▶ [Required work]: Copy all entries without alteration and skip the pictures they hold.

▶ [Supplied records]:
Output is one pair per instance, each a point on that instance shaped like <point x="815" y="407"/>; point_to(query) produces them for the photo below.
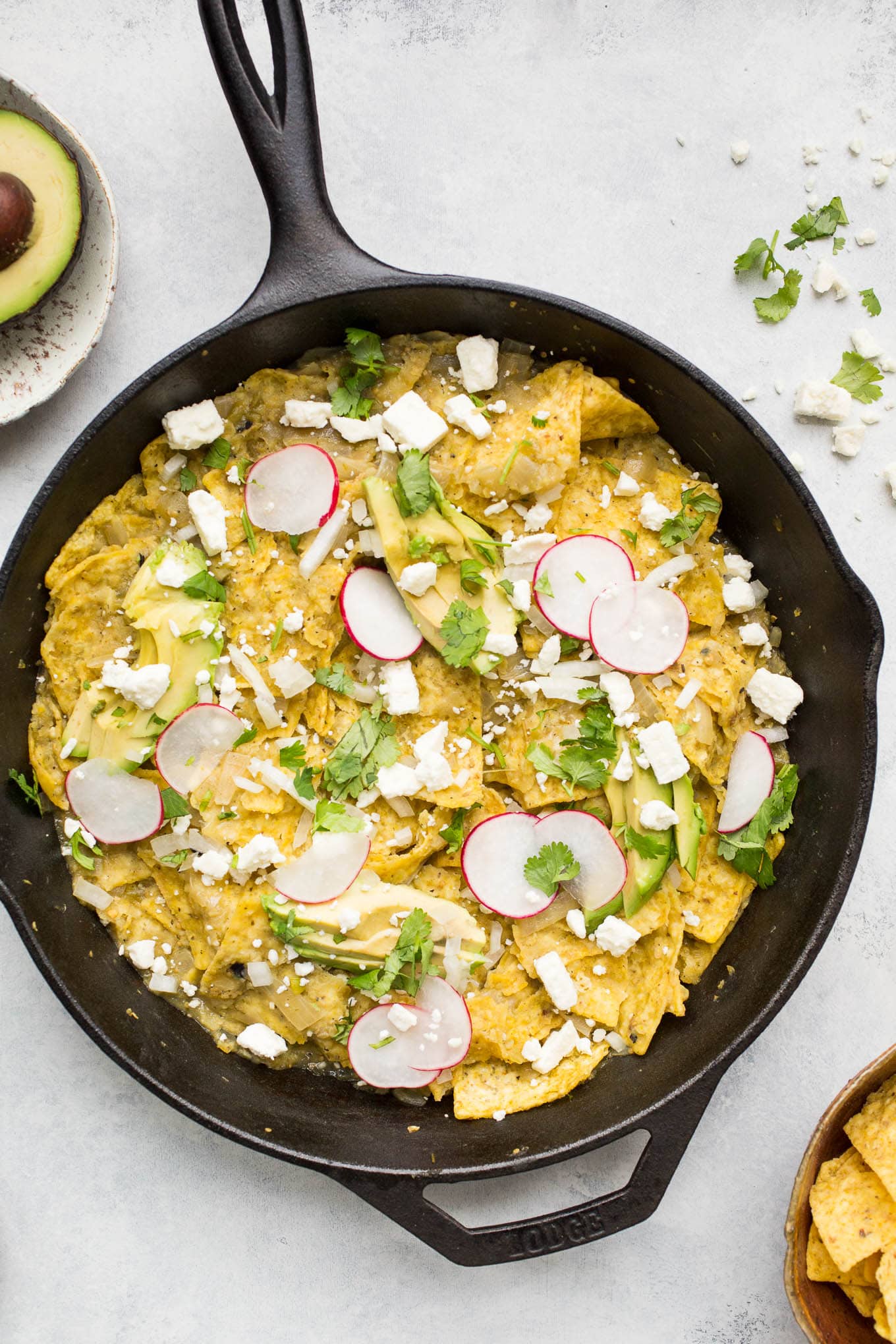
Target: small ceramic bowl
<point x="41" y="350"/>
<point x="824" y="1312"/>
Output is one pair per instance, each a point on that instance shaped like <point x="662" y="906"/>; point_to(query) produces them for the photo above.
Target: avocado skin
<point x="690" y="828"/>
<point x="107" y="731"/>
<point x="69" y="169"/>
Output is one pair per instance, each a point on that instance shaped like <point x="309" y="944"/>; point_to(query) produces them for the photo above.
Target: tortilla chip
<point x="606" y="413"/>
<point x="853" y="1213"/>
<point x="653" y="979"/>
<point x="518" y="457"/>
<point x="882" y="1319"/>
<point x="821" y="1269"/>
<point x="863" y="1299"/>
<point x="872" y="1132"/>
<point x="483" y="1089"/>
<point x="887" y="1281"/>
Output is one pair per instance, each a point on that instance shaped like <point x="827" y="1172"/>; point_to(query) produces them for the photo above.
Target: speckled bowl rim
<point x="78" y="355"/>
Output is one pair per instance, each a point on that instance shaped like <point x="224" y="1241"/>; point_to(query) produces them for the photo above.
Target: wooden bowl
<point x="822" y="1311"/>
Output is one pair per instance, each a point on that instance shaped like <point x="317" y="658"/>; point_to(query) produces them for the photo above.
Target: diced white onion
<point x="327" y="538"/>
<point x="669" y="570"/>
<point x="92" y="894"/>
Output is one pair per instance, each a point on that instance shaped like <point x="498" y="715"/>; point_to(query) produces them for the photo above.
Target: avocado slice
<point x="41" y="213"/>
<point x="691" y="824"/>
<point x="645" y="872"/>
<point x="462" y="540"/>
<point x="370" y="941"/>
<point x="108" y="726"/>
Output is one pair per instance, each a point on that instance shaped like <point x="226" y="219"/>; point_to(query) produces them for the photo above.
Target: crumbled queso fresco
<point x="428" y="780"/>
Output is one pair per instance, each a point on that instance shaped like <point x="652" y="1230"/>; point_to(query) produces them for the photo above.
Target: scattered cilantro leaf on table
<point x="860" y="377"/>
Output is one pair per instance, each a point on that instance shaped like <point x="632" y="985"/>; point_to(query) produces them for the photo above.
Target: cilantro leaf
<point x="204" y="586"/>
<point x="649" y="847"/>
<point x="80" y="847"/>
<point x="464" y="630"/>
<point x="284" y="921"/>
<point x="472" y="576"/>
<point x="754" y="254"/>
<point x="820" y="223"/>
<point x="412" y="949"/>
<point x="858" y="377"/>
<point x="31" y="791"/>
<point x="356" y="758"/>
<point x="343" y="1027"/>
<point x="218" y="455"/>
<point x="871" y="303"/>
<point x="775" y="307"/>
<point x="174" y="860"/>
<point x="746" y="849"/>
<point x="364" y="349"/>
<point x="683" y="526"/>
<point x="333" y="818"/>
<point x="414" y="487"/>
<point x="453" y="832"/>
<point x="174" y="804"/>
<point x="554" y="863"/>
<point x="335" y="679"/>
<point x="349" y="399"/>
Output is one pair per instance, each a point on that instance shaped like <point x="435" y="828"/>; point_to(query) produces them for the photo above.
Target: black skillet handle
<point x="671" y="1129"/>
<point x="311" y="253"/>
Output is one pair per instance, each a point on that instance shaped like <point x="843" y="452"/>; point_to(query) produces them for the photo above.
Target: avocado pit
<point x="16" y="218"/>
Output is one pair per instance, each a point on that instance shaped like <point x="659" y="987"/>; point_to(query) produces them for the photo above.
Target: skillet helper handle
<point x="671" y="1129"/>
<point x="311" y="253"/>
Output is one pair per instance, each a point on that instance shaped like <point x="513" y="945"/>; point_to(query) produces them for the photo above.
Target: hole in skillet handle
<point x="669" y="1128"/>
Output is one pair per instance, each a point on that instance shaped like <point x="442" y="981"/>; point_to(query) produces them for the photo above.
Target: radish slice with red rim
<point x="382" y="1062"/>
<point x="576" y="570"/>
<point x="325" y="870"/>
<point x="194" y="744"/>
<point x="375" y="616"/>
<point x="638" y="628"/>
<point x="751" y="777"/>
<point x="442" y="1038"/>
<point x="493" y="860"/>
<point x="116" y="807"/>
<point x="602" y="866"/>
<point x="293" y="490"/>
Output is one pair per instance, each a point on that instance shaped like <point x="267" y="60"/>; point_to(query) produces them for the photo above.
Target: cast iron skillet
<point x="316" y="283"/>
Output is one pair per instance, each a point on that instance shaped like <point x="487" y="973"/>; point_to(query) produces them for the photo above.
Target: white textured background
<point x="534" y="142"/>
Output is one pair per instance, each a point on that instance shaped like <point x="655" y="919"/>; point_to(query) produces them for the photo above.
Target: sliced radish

▶ [Task result]:
Output is one pair per instance, each a point on that instance shaped like <point x="815" y="407"/>; point_to(query) produces them for the photo below.
Target: small ceramic bowl
<point x="41" y="350"/>
<point x="824" y="1312"/>
Output is one pair per instance, each a point on that instance shaped like <point x="662" y="906"/>; point_to(query) produces them for the photo above.
Target: avocado skin
<point x="690" y="828"/>
<point x="107" y="731"/>
<point x="69" y="169"/>
Output is one pair per instance, each a point on that instance shaped like <point x="309" y="944"/>; point_to(query) produces them for the photo above.
Target: tortilla chip
<point x="606" y="413"/>
<point x="853" y="1213"/>
<point x="653" y="979"/>
<point x="518" y="457"/>
<point x="882" y="1319"/>
<point x="821" y="1269"/>
<point x="863" y="1299"/>
<point x="872" y="1132"/>
<point x="483" y="1089"/>
<point x="887" y="1281"/>
Output is one pair per instance, each a point on that instance shaped like <point x="827" y="1172"/>; point_to(query) produces them for the photo above.
Target: speckled bowl rim
<point x="78" y="355"/>
Output is one pair per instance, each a point on that instance shaped like <point x="224" y="1241"/>; point_to(query) produces them for the photo above.
Target: wooden bowl
<point x="822" y="1311"/>
Output is one pair per instance, each a point on that instance shaped like <point x="317" y="658"/>; point_to(query) produces them for the photo above.
Target: diced white onion
<point x="327" y="538"/>
<point x="669" y="570"/>
<point x="92" y="894"/>
Output is one pair per instance, each a point on that instance shaped like <point x="498" y="715"/>; point_to(query) produces them for the photo above.
Target: avocado slice
<point x="41" y="213"/>
<point x="691" y="824"/>
<point x="645" y="872"/>
<point x="462" y="540"/>
<point x="370" y="941"/>
<point x="108" y="726"/>
Output is one pair per instance, each a point on that instance shaped like <point x="226" y="219"/>; point_to(query) produces them for the photo above.
Target: crumbled queso fresco
<point x="428" y="780"/>
Output is one pair per instance, each a point on that instance shaped like <point x="652" y="1230"/>; point_to(query) produces them for the photo above.
Target: scattered cilantro leaf on table
<point x="860" y="377"/>
Output is one pair per instance, each a point on that instance shaped like <point x="632" y="985"/>; point_to(query) produces them for the photo above.
Target: cilantro leaf
<point x="204" y="586"/>
<point x="649" y="847"/>
<point x="80" y="847"/>
<point x="464" y="630"/>
<point x="284" y="921"/>
<point x="472" y="576"/>
<point x="754" y="254"/>
<point x="820" y="223"/>
<point x="412" y="949"/>
<point x="858" y="377"/>
<point x="31" y="791"/>
<point x="356" y="758"/>
<point x="343" y="1027"/>
<point x="218" y="455"/>
<point x="871" y="303"/>
<point x="775" y="307"/>
<point x="174" y="860"/>
<point x="746" y="849"/>
<point x="364" y="349"/>
<point x="683" y="526"/>
<point x="333" y="818"/>
<point x="414" y="487"/>
<point x="453" y="832"/>
<point x="174" y="804"/>
<point x="554" y="863"/>
<point x="335" y="679"/>
<point x="349" y="399"/>
Output is one pair per instance, each a point on that instance shaped like <point x="435" y="828"/>; point_to(query) produces them for the photo above.
Target: black skillet handle
<point x="671" y="1129"/>
<point x="311" y="253"/>
Output is one pair per instance, each a point on that instance shaped like <point x="843" y="452"/>; point_to(query) produces them for the photo above.
Target: avocado pit
<point x="16" y="218"/>
Output is one pair per instance, each a point on that instance shaped like <point x="659" y="987"/>; point_to(query) produces them for the photo above.
Target: skillet helper handle
<point x="671" y="1129"/>
<point x="311" y="253"/>
Output is one pair per instance, each a point on that instance shaped like <point x="513" y="945"/>; point_to(query) produces them for the photo above.
Target: hole in skillet handle
<point x="669" y="1128"/>
Output is one pair per instance, each a point on that instance shaped like <point x="442" y="981"/>; point_to(query) produces them for the photo above.
Target: radish slice with red rim
<point x="382" y="1062"/>
<point x="576" y="570"/>
<point x="325" y="870"/>
<point x="194" y="744"/>
<point x="375" y="616"/>
<point x="638" y="628"/>
<point x="751" y="777"/>
<point x="442" y="1038"/>
<point x="493" y="860"/>
<point x="116" y="807"/>
<point x="602" y="866"/>
<point x="293" y="490"/>
Output is one pair per instance, each a point on that instance shaped like <point x="267" y="60"/>; point_to(query) produces them for the photo above.
Target: cast iron skillet
<point x="316" y="283"/>
Output is one pair per instance, each a point on that instance shaped like <point x="487" y="973"/>; point_to(query) produces them for the photo above.
Target: white textured background
<point x="534" y="142"/>
Output is one pair per instance, each a point on that instance shaped like <point x="655" y="919"/>; point_to(query) produces them for the photo above.
Target: sliced radish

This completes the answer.